What the task requires:
Write the next part of the cricket interview below, picking up after its final sentence.

Excerpt to read:
When we were playing, we knew what we did wrong because we understood the game and we didn't have so many people that you have to justify yourself to. Now there's assistant coaches, bowling coach, batting coach, coach to coach the coaches, there are so many different coaches and they are all getting different information, they are all justifying their position. To me, I'd like the player to be a judge. Bowlers, for instance, the captain now sets the field for the bowlers, not all the time but a lot of instances. As a bowler, you should know your field and say skip this is...the captain should come to you and say what field do you want and then you say. You might say to the captain, 'what do you think, yep great, let’s go.' Now the bowler goes, 'what's my field?' The bottom-line is the players are not thinking for themselves, they are being told a lot so they are not learning by their mistakes and not learning themselves, they are actually being told all the time what to do.
GK: I wanted to obviously ask you about this ban ending now with Steve Smith and David Warner, they will be available for selection. After all that has happened with Australian cricket in the last year or so, do you believe the Australian public, in general, are ready to embrace these guys back?

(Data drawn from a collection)
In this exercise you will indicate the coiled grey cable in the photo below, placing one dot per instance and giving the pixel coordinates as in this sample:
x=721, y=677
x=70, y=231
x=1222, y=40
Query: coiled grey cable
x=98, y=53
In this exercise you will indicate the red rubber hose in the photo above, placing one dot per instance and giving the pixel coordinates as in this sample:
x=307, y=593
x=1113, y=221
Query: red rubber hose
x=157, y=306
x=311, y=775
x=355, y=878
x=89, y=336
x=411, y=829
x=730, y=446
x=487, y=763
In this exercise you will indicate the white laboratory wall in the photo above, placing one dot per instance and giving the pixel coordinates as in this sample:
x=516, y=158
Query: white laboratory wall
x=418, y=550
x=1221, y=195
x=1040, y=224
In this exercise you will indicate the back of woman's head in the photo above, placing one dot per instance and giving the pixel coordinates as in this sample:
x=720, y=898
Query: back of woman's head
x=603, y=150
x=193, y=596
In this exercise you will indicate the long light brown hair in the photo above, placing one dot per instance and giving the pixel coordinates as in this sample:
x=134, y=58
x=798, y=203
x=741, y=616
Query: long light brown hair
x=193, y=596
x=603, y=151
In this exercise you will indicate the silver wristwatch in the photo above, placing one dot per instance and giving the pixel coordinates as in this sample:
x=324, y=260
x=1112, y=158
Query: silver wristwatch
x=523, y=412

* * *

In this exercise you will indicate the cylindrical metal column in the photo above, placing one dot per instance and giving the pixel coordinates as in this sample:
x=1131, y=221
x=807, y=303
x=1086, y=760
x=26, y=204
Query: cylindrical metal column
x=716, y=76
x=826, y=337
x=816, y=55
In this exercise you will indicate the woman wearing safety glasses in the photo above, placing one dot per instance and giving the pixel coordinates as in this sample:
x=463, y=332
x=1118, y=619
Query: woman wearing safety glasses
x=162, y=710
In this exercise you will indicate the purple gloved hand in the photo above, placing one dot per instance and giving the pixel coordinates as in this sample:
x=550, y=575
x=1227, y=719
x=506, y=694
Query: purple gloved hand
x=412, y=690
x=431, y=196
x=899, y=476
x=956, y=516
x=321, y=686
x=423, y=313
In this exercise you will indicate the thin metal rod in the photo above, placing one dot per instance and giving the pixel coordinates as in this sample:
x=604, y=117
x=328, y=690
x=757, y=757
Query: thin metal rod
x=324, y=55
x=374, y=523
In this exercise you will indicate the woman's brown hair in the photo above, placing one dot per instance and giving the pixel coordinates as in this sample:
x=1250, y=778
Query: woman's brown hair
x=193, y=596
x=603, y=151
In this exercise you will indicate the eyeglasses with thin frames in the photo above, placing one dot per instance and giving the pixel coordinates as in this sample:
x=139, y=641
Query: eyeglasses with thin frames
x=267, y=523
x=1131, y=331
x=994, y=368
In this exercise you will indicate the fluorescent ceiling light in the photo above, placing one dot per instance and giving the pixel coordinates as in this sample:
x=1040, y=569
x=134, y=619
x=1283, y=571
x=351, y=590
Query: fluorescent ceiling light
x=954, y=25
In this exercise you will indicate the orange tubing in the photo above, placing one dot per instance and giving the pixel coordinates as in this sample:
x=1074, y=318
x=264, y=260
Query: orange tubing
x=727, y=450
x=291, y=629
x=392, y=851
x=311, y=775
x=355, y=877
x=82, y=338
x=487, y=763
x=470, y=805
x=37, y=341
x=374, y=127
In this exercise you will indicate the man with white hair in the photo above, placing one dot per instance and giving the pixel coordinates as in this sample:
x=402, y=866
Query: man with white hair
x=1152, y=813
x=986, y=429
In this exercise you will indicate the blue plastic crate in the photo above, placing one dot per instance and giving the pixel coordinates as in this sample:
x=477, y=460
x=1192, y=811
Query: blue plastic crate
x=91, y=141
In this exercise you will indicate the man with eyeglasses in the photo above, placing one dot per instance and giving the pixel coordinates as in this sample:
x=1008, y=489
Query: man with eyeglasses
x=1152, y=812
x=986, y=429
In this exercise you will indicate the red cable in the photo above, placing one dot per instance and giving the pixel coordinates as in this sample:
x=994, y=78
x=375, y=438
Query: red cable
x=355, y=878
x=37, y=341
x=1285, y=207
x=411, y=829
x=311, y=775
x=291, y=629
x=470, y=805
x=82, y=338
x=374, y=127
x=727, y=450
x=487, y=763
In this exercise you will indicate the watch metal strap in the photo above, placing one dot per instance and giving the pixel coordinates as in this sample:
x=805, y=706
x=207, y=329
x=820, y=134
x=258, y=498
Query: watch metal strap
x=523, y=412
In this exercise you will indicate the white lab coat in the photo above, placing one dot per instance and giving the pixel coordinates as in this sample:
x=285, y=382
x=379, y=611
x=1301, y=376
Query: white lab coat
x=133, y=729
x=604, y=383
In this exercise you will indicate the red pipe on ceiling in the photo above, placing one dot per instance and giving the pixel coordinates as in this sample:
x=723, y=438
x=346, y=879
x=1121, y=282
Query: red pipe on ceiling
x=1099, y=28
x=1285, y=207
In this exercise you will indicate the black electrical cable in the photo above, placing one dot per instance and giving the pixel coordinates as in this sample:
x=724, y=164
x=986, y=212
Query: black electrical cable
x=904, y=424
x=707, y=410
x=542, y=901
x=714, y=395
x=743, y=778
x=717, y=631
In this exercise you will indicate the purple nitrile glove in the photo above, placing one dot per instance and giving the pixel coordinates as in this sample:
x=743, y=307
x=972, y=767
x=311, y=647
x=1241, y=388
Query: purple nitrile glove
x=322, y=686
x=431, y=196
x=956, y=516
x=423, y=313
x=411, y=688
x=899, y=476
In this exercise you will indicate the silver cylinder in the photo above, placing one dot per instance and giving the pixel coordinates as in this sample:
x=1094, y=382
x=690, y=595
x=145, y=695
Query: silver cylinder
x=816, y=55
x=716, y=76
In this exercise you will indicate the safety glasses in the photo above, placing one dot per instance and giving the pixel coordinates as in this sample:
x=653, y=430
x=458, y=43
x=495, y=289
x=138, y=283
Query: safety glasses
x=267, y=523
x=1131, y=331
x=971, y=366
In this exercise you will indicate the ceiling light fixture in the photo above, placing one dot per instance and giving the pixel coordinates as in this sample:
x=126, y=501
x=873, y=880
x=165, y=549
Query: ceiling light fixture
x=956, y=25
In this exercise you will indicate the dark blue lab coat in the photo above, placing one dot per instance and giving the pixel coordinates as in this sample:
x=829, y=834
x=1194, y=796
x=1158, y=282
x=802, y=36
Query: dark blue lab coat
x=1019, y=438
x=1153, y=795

==

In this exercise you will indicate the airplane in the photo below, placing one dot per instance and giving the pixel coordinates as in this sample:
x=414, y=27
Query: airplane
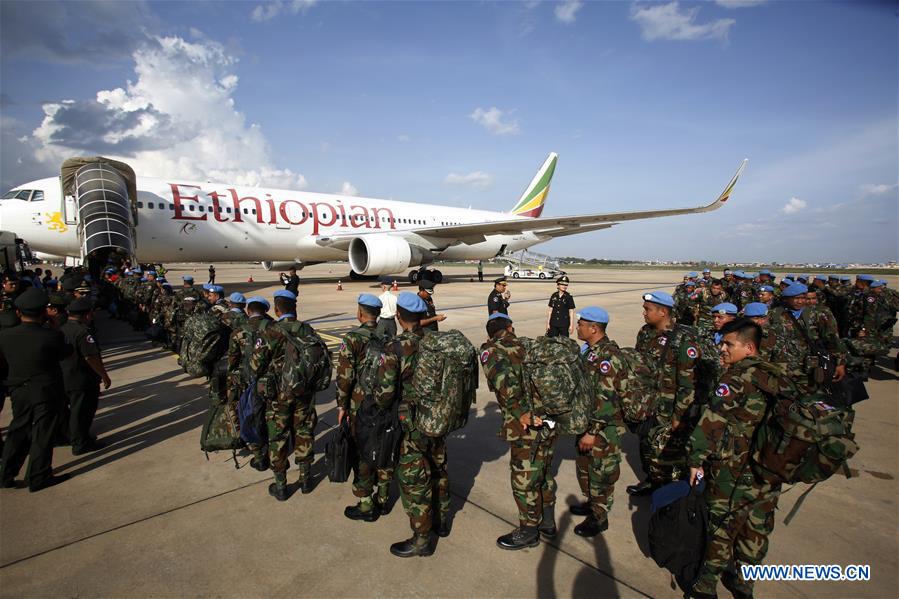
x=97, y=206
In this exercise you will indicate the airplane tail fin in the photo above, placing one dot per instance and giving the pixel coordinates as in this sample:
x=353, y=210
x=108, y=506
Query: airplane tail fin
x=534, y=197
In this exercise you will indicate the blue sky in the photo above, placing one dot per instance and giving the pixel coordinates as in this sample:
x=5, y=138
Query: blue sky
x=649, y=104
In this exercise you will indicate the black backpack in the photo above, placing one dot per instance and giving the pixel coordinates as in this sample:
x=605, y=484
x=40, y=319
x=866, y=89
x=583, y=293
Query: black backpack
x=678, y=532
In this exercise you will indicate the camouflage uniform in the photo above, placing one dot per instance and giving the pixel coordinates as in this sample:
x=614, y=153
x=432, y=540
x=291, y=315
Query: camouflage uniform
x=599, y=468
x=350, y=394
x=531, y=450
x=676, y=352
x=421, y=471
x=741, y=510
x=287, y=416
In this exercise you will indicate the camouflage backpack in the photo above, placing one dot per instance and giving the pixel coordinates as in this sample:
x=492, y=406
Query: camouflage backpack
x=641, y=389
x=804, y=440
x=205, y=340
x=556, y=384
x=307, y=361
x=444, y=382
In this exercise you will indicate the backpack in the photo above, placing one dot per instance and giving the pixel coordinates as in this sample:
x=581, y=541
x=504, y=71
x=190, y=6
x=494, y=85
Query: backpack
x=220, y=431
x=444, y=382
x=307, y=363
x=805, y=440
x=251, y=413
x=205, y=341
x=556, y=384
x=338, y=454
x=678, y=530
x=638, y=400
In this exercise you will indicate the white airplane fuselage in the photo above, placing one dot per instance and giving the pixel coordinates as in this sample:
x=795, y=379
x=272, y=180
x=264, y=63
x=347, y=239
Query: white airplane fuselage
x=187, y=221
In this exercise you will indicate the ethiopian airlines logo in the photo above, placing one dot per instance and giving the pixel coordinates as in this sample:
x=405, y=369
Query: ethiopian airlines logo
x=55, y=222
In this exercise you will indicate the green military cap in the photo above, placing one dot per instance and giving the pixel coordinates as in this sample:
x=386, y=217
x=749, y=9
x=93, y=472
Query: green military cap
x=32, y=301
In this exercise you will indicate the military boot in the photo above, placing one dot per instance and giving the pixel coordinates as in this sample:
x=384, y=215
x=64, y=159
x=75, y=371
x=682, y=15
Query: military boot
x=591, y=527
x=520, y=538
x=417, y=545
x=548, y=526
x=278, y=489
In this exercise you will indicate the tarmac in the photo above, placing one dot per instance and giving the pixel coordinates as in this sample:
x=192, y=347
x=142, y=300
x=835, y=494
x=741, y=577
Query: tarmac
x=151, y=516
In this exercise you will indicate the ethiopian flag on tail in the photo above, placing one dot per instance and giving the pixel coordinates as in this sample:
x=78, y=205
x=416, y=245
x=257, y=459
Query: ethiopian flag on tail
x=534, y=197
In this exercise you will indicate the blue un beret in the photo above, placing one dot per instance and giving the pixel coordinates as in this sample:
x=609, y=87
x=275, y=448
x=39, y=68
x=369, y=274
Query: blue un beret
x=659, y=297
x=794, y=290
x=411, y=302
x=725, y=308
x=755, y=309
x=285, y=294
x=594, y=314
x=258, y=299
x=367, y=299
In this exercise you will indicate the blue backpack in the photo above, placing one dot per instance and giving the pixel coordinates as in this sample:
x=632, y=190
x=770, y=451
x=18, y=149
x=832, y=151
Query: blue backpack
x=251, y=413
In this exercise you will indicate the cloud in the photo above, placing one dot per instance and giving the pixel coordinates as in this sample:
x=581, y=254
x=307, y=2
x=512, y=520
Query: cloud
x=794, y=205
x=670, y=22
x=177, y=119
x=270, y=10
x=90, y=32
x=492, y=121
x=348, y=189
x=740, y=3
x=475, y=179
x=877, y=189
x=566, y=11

Task response:
SW: They have to get back in their class. David Warner is one of the best opening batsman in the world, Steve Smith, I think probably up there with Virat Kohli. In Test cricket Smith, Kohli, probably AB De Villiers are the 3 best batsmen in the world, I'd say probably Virat at No. 1...in Test cricket Smith is just a shade behind Virat Kohli. Even though he bats like a tailender, he scores amazing amounts of runs and the way he does it, he is hard to get out. So, Smith and Warner are pure class, they walk straight back in. The Australian public and the worldwide public I think will give them a hard time and the Australian side need to earn the respect back of the cricketing community around the world by their actions and the way they play their game. But I think in a way that's why Australia have got a bit of an edge in the World Cup because Smith and Warner will be hungry. They will be so determined to play well and they'll realise how much they have missed the game. So that's why I think don't write off Australia at the World Cup. I think they are going to be a big chance and I am looking forward to Smith and Warner playing.
GK: Well we are looking forward to hearing a lot more from you, thank you so much
SW: Thank you so much for having me, I hope you have enjoyed the Rajasthan Royals and they are pink this year.